Está claro que el alto consumo de televisión argentina nos inunda de una parafernalia que muchas veces dice poco. Es un mal de los tiempos de Brigada Cola y Marcelo Tinelli, en la coyuntura de una nueva Copa América o en el tejido de un nuevo fracaso que es antes mediático que deportivo. Los fracasos futbolísticos no son efímeros, tampoco deberían ser fracasos. No hay más vuelta que perder y ahogar en la noche lo que se perdió en el día. Al día siguiente, otro sol y otra ilusión de ganar, y la vida sigue. El empate no se espera casi nunca, salvo cuando rascás la olla de la tabla y el descenso apremia.
Quizá del otro lado de Uruguay, en la frontera donde agarran antenas en portugués, se genere un circo parecido en torno al seleccionado pentacampeón: una olla de presión llena de trajes y corbatas, revuelta con un jugador de cabeza agarrado de los pies. Quizá estemos llegando a rescatarnos de que es una pérdida de tiempo hacer zapping entre los canales porteños. Es clara la existencia de algunas excepciones que no sólo son certeras, sino que además tienen como único interés explicar el juego y tratar de entenderlo. Son, de repente, estos exponentes en muchos casos ex futbolistas, como el Negro Leonardo Astrada y el Negro Sebastián Domínguez. También son ex futbolistas, como Raúl Cascini, quienes patinan en las opiniones y se prestan al juego del brillito, del chusmerío barato y de la presión por la presión misma, o por ese vacío que genera esa búsqueda incesante de un nuevo Diego Maradona mientras le seguimos pegando al Maradona que nos queda. Alabar y serruchar, alabar y serruchar.

[Registros de un conjunto de datos]
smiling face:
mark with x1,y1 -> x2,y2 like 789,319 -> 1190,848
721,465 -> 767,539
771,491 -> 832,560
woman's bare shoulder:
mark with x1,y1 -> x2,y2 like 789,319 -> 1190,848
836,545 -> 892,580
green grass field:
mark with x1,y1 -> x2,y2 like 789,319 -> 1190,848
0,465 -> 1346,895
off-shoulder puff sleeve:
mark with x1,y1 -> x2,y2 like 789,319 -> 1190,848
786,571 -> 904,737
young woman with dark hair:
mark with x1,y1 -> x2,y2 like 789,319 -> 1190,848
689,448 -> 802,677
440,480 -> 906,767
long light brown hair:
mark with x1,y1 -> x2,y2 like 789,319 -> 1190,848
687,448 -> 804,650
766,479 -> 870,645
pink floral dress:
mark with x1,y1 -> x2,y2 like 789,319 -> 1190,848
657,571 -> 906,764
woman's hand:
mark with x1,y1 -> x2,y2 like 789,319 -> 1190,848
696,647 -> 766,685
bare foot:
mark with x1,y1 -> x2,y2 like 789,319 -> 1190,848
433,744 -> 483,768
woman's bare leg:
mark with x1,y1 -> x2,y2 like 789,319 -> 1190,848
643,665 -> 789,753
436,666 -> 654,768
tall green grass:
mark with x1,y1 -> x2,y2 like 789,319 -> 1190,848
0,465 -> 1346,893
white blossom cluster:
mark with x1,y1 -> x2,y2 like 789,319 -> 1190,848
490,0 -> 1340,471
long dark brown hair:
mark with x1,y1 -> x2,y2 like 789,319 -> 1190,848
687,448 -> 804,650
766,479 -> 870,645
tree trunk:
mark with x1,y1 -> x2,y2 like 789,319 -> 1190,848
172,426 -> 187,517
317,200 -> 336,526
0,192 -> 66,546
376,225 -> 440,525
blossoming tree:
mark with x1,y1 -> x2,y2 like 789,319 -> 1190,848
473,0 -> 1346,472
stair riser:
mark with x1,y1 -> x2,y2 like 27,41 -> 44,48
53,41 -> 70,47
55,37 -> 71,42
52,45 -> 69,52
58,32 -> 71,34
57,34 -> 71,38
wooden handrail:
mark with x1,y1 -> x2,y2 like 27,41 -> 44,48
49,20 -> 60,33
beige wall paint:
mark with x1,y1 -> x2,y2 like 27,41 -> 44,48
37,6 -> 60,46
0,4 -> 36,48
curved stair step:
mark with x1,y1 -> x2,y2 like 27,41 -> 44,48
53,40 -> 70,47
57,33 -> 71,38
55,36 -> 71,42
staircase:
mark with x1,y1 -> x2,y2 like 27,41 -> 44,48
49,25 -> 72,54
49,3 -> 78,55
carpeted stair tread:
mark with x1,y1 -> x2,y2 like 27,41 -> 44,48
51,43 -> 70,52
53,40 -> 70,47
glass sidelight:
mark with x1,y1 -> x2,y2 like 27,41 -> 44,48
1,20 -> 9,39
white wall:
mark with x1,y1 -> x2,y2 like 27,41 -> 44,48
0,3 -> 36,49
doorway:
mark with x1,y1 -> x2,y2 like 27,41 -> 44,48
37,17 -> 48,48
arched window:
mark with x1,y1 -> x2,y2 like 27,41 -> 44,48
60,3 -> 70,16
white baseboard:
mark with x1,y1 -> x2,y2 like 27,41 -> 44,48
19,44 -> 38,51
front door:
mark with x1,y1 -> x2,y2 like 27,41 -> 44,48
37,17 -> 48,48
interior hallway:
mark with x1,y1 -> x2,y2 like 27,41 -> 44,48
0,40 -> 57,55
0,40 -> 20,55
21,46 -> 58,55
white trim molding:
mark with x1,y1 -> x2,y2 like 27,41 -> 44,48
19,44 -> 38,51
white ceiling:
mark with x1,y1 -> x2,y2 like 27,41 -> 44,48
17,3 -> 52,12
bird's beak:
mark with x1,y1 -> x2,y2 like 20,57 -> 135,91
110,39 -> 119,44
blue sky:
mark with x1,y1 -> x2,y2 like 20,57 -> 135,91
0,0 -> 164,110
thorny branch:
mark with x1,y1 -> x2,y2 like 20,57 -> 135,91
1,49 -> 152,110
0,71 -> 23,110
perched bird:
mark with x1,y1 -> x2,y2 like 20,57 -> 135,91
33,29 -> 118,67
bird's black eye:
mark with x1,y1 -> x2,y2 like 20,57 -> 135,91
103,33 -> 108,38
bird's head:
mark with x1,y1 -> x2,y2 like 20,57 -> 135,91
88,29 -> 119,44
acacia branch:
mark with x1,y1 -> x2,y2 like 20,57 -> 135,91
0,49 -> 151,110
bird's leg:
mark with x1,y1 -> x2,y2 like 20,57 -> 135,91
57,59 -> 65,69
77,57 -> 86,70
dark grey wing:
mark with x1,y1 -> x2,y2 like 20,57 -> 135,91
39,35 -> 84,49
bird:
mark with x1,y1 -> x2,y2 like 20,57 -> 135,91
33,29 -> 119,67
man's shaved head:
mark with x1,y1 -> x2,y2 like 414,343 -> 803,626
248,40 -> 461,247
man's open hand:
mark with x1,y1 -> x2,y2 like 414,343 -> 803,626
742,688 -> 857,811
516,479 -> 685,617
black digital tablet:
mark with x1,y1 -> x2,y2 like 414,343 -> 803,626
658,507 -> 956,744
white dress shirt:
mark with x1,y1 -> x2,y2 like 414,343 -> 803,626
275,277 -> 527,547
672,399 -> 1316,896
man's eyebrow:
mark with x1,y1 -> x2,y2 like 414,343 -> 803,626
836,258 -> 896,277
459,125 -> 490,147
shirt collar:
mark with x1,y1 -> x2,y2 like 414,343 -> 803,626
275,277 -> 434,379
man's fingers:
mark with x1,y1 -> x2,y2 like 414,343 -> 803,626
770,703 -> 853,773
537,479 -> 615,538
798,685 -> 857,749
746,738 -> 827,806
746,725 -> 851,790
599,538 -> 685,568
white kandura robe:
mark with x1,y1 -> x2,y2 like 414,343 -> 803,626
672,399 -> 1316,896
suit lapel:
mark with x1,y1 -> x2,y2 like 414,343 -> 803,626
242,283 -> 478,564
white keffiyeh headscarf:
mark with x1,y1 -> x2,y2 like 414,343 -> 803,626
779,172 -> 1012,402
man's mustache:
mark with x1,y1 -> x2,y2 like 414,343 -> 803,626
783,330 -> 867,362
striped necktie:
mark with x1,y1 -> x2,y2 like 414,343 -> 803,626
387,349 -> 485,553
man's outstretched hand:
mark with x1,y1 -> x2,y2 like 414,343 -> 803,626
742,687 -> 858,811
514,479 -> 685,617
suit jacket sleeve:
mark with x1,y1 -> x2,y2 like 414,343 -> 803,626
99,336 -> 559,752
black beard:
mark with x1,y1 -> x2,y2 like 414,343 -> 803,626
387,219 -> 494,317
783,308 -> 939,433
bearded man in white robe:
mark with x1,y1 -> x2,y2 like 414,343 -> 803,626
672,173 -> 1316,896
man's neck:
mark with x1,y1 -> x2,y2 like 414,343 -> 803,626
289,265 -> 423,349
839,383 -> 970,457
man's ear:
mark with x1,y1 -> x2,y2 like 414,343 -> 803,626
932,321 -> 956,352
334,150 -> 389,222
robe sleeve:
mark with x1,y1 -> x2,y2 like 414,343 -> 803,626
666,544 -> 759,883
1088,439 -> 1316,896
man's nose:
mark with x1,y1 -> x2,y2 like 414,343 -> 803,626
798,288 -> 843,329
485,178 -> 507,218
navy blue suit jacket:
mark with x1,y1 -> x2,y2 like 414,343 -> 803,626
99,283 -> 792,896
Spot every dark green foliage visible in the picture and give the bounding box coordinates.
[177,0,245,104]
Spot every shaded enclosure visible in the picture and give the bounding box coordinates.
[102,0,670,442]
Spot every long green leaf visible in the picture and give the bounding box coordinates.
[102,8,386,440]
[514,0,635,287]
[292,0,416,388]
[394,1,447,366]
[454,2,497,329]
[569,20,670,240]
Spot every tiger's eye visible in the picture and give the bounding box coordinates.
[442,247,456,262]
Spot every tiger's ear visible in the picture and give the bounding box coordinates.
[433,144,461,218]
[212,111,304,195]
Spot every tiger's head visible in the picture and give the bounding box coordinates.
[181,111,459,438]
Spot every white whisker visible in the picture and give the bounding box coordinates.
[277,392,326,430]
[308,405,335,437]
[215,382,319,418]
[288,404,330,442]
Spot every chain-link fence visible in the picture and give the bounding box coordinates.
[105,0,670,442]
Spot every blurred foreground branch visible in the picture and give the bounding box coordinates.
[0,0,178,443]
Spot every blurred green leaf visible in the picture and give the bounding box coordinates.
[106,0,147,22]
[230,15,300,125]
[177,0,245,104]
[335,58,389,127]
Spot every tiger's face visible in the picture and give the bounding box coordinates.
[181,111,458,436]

Consigna → Indica si cada afirmación concuerda con el texto sobre la televisión y el fútbol. Responde sí o no y cita textualmente las palabras que lo deciden: (a) el empate casi nunca se espera; (b) Raúl Cascini figura entre los ex futbolistas que explican el juego con acierto; (c) los fracasos futbolísticos son efímeros.

Solución →
(a) Sí: «El empate no se espera casi nunca».
(b) No: «También son ex futbolistas, como Raúl Cascini, quienes patinan en las opiniones».
(c) No: «Los fracasos futbolísticos no son efímeros».